Requirement — Find each line in the data below that contains the string "navy", matching case exactly, and copy those lines out.

Information supplied —
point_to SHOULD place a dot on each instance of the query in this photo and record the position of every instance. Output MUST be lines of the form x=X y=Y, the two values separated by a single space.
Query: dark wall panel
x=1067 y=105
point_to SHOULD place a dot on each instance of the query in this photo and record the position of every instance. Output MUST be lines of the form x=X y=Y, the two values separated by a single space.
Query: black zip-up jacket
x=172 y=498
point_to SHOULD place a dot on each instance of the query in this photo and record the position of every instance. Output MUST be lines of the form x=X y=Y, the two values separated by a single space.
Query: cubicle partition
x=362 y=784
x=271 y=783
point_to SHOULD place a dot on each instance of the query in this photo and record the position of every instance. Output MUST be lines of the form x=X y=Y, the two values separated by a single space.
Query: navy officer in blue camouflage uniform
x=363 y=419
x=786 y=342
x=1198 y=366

---

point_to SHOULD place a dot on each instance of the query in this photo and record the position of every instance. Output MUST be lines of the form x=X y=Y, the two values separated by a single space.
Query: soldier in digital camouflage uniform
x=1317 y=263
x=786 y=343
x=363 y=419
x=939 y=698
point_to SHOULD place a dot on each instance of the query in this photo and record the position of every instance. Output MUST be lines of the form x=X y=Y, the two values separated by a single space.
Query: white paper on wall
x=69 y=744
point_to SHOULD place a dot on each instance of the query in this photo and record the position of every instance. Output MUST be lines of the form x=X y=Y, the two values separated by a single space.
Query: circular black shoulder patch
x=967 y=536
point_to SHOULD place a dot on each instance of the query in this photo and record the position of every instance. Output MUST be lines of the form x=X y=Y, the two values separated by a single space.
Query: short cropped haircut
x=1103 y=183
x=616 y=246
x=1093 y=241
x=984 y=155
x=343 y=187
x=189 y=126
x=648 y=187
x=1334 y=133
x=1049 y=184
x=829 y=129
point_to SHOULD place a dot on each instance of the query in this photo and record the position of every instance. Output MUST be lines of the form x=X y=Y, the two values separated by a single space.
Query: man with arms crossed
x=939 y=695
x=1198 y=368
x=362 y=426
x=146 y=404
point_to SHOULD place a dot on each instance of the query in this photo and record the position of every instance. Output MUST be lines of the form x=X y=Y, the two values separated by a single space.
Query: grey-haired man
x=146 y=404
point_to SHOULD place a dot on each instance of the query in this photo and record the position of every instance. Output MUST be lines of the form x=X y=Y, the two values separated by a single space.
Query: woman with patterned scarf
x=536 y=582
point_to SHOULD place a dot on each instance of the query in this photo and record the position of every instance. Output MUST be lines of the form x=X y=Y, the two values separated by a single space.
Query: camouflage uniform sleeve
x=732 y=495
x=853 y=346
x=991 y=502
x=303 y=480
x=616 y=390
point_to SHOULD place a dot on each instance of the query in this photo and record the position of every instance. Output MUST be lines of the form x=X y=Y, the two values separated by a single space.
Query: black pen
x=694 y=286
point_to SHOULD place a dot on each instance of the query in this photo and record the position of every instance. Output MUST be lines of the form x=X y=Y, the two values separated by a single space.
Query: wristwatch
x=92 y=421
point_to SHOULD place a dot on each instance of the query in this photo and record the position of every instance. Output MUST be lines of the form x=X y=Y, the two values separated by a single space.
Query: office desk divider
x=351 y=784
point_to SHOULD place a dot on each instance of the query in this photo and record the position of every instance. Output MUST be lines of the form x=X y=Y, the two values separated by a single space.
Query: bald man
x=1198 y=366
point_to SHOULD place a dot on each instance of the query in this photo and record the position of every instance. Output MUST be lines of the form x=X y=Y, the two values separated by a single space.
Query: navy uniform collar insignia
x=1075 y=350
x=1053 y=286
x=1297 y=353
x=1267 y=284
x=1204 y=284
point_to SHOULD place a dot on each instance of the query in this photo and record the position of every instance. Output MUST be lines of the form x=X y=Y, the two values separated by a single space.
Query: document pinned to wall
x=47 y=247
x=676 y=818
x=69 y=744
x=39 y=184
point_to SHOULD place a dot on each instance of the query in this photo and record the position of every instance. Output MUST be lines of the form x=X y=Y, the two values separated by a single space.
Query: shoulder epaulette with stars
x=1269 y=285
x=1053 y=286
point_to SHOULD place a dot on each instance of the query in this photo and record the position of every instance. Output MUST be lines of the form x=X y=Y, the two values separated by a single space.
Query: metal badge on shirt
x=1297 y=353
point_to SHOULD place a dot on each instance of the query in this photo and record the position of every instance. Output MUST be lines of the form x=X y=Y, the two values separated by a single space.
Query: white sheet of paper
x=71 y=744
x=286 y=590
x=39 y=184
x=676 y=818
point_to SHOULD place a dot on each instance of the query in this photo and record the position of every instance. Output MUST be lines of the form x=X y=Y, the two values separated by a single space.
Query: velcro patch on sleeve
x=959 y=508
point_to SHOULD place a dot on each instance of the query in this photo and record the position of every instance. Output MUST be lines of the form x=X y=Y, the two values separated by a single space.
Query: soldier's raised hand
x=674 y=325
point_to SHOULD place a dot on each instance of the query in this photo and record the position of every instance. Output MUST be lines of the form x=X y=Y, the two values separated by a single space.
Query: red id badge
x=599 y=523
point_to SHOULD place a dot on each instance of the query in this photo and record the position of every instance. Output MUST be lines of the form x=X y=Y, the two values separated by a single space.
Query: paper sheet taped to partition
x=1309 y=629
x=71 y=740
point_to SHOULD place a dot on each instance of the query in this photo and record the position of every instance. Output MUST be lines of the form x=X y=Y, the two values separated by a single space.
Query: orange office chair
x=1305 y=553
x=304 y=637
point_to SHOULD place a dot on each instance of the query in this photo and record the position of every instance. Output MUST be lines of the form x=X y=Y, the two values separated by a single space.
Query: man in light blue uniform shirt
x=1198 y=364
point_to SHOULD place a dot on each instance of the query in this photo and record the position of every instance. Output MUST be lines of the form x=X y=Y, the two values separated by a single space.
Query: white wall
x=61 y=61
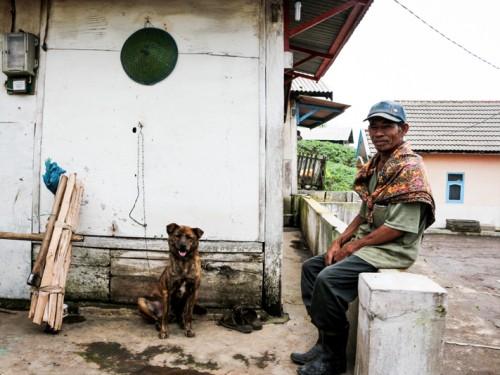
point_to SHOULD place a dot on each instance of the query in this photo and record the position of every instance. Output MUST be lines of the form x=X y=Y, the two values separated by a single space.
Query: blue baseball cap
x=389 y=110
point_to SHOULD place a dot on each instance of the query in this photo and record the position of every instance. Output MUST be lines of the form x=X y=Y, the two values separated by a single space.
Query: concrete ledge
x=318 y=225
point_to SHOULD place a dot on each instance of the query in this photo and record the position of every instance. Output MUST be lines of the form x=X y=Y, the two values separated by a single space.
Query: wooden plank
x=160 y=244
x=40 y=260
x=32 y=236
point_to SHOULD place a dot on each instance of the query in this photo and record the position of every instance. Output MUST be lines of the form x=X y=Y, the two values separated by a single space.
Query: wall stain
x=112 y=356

Full output —
Query: navy officer in blue camouflage uniform
Query: navy uniform collar insignia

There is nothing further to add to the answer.